09 avril 2020

Sous le soleil de l'exil, Venise et Bordeaux (2) : Témoignages de vénitiens

Rédigé le 2 avril 2020.

© Catherine Hédouin - mars 2020
Le confinement en Italie où les mesures prises sont très dures, tout le monde en parle et les opinions divergent, sur place comme parmi nos lecteurs. Parfois, cela crée des polémiques. C'est que le sujet non seulement ne laisse pas indifférent, mais suscite un certain nombre d'angoisse et pour certains, le rappel de situations violentes dont le souvenir refait surface.
◆ ◆ ◆
■ **Activité**
Réécrivez l'extrait de la page de « Sous le soleil » à « souvenir refait surface. », en remplaçant « Italie » par « Espagne ».
◆ ◆ ◆
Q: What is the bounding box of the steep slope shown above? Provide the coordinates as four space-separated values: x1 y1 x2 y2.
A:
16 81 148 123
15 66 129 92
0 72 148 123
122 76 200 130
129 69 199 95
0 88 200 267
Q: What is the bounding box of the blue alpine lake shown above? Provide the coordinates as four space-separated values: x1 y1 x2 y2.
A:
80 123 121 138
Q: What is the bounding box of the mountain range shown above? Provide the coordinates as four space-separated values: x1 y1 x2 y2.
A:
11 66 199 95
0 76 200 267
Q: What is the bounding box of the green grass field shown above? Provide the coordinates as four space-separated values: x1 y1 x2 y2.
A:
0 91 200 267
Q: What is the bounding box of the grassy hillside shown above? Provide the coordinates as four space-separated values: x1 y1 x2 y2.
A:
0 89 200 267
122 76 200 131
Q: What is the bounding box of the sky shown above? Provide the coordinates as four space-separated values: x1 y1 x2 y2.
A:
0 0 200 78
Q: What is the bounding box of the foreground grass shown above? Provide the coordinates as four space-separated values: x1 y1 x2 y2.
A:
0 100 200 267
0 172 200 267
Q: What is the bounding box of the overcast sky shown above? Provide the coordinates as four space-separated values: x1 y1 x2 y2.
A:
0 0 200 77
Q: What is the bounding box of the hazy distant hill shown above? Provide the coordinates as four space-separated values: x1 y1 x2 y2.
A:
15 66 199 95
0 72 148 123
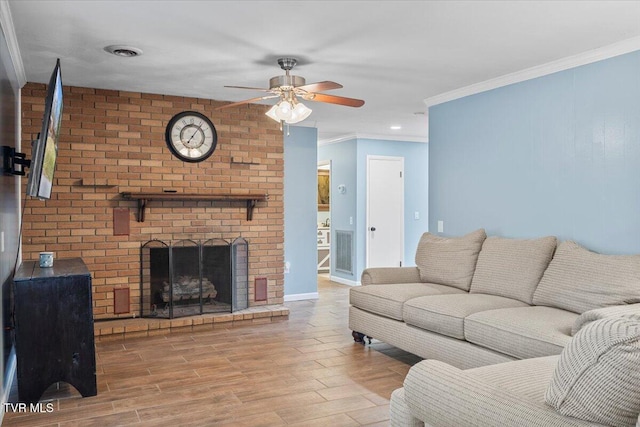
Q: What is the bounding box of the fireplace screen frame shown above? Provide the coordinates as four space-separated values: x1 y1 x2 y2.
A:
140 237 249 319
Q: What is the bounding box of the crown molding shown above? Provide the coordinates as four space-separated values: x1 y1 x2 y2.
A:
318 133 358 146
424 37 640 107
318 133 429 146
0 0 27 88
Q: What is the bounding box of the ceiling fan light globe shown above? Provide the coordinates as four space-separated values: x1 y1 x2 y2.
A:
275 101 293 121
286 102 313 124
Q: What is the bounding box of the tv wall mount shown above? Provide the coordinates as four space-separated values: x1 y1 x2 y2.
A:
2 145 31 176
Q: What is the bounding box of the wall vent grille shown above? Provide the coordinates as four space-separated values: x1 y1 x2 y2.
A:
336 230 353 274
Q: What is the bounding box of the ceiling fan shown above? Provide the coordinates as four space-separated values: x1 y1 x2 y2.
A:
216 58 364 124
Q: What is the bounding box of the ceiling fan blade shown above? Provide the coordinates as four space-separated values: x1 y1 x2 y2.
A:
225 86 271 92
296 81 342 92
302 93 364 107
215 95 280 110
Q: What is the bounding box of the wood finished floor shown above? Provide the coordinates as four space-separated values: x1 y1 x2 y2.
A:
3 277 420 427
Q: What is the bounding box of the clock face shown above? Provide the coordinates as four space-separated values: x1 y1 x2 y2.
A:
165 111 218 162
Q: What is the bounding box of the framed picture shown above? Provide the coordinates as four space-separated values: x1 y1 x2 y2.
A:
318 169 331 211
◆ ◆ ◆
■ **Réponse**
Sous le soleil de l'exil, Venise et Bordeaux (2) : Témoignages de vénitiens

Rédigé le 2 avril 2020.

© Catherine Hédouin - mars 2020
Le confinement en Espagne où les mesures prises sont très dures, tout le monde en parle et les opinions divergent, sur place comme parmi nos lecteurs. Parfois, cela crée des polémiques. C'est que le sujet non seulement ne laisse pas indifférent, mais suscite un certain nombre d'angoisse et pour certains, le rappel de situations violentes dont le souvenir refait surface.